> INSTRUCTION
State how many lines in the items below contain the string "tree", and give only that number. Case counts.

> EXTRACTED ENTRIES
==*==
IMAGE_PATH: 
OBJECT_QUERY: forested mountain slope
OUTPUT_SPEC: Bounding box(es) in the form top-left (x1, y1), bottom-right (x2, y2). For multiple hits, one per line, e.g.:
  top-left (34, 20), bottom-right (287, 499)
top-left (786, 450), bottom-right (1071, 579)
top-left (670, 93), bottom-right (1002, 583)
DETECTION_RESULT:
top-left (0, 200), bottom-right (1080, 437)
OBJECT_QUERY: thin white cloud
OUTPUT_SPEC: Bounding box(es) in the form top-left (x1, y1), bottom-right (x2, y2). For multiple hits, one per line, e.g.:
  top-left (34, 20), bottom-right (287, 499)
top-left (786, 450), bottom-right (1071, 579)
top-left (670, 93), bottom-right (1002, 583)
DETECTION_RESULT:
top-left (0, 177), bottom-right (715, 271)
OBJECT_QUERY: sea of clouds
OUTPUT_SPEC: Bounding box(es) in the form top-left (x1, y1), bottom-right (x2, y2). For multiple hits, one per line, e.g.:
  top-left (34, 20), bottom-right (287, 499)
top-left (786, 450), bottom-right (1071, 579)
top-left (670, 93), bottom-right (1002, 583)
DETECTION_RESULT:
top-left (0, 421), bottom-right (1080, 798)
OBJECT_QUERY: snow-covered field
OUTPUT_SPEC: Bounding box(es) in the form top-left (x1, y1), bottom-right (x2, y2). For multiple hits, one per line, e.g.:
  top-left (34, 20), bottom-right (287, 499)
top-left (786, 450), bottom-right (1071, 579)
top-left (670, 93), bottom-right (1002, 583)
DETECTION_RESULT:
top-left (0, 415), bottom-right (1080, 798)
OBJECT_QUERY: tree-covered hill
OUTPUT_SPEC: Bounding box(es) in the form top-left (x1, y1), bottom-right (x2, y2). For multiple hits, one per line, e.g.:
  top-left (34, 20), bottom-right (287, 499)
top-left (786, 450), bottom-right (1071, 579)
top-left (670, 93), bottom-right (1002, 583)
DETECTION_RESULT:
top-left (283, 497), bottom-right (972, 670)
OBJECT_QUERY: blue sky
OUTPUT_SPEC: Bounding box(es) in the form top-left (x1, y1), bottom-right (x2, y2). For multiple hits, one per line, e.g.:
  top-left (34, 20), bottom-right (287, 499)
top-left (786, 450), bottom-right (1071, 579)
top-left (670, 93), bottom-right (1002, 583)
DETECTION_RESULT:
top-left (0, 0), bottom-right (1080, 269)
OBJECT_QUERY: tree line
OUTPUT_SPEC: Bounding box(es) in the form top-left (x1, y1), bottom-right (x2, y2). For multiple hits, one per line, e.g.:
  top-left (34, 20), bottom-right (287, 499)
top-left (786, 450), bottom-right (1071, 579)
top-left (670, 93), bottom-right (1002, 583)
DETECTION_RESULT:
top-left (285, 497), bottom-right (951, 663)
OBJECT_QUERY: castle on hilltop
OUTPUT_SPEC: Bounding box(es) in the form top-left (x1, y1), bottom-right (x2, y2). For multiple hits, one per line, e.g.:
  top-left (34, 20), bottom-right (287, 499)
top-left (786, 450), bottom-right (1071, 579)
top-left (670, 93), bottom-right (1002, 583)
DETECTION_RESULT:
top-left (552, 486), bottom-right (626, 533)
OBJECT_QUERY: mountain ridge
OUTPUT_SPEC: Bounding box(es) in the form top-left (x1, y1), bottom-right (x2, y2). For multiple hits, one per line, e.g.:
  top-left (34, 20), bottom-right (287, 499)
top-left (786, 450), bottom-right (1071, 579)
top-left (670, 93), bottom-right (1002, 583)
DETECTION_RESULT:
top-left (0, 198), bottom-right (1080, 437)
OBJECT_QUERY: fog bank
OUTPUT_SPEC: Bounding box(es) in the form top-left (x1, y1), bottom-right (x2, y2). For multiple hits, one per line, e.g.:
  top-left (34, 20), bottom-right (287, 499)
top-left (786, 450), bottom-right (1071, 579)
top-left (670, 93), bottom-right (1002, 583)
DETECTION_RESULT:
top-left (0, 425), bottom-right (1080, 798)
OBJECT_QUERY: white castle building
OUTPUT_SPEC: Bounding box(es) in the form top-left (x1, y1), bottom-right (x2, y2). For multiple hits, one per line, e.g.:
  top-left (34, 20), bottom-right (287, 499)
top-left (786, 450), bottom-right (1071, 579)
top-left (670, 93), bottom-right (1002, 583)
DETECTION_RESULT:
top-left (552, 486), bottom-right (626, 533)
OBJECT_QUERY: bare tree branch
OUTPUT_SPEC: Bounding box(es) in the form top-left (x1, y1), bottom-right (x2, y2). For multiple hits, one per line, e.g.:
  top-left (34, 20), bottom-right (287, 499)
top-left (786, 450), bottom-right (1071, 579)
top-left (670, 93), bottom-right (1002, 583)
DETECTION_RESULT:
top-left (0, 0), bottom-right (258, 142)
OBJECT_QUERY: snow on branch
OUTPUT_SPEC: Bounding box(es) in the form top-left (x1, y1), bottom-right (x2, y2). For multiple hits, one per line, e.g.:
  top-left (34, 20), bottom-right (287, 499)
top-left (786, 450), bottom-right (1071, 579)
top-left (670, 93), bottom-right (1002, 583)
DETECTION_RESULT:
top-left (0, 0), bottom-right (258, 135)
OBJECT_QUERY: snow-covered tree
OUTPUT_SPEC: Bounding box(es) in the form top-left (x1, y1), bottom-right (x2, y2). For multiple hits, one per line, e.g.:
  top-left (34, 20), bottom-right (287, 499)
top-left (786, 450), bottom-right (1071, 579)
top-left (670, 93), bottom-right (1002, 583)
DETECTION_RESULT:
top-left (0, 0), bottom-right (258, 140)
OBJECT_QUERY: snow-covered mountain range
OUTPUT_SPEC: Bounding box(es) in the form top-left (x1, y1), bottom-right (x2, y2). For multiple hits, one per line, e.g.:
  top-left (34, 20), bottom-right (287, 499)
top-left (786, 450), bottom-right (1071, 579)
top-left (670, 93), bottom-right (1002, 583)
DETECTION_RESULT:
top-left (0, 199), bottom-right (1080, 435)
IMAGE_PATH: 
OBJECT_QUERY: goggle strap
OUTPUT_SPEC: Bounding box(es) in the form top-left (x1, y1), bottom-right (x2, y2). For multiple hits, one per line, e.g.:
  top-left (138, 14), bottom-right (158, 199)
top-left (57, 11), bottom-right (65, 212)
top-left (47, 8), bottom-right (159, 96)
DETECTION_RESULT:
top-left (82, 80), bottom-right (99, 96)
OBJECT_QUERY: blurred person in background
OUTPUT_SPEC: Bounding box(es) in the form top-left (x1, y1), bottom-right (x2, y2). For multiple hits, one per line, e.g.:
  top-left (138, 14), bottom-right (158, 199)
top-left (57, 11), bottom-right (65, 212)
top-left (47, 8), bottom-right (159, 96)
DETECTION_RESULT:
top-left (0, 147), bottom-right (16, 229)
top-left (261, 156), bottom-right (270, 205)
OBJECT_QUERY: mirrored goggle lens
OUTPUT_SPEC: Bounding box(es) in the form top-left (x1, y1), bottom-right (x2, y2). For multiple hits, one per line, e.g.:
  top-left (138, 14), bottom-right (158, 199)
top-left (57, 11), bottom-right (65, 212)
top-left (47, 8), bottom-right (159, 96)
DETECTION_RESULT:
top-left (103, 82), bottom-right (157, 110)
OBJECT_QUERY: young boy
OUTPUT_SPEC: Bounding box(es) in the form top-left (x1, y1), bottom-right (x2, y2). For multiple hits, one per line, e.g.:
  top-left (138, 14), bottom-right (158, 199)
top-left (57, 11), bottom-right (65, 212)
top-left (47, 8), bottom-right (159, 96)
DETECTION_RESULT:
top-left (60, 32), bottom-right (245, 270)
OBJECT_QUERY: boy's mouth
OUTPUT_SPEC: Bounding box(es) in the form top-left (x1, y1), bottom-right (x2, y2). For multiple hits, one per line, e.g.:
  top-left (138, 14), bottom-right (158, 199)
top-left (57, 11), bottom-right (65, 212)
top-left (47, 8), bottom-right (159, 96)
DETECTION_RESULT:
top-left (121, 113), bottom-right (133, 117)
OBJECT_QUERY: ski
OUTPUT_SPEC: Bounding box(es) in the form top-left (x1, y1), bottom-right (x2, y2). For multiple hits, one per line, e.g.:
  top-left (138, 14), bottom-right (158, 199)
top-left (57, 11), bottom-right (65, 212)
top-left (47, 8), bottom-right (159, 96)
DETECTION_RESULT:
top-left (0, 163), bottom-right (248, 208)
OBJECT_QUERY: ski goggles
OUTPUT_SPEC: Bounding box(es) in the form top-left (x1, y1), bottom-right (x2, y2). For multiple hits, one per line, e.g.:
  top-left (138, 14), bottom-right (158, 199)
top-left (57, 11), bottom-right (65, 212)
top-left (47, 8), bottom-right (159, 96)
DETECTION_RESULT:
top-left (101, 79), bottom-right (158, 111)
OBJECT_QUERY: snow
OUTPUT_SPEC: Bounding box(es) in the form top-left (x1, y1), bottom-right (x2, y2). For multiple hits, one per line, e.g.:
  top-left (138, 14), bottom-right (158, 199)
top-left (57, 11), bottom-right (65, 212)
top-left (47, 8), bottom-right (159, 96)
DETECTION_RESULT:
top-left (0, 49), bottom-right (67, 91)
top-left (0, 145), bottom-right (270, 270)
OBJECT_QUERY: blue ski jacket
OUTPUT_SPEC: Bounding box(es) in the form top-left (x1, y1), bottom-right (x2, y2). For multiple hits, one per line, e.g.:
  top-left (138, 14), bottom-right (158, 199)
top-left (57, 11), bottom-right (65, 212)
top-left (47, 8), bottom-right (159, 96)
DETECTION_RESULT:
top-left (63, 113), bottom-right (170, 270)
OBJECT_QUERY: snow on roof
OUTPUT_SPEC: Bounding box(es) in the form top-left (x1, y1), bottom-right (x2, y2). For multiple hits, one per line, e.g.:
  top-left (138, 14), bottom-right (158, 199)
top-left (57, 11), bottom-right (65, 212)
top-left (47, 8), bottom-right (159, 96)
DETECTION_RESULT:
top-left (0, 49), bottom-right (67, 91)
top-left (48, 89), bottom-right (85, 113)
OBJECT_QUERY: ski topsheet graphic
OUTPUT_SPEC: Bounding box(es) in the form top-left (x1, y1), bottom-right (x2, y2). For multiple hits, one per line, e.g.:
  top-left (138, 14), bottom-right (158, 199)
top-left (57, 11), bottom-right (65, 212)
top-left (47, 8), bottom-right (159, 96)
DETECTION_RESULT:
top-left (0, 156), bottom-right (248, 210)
==*==
> EXPECTED ANSWER
4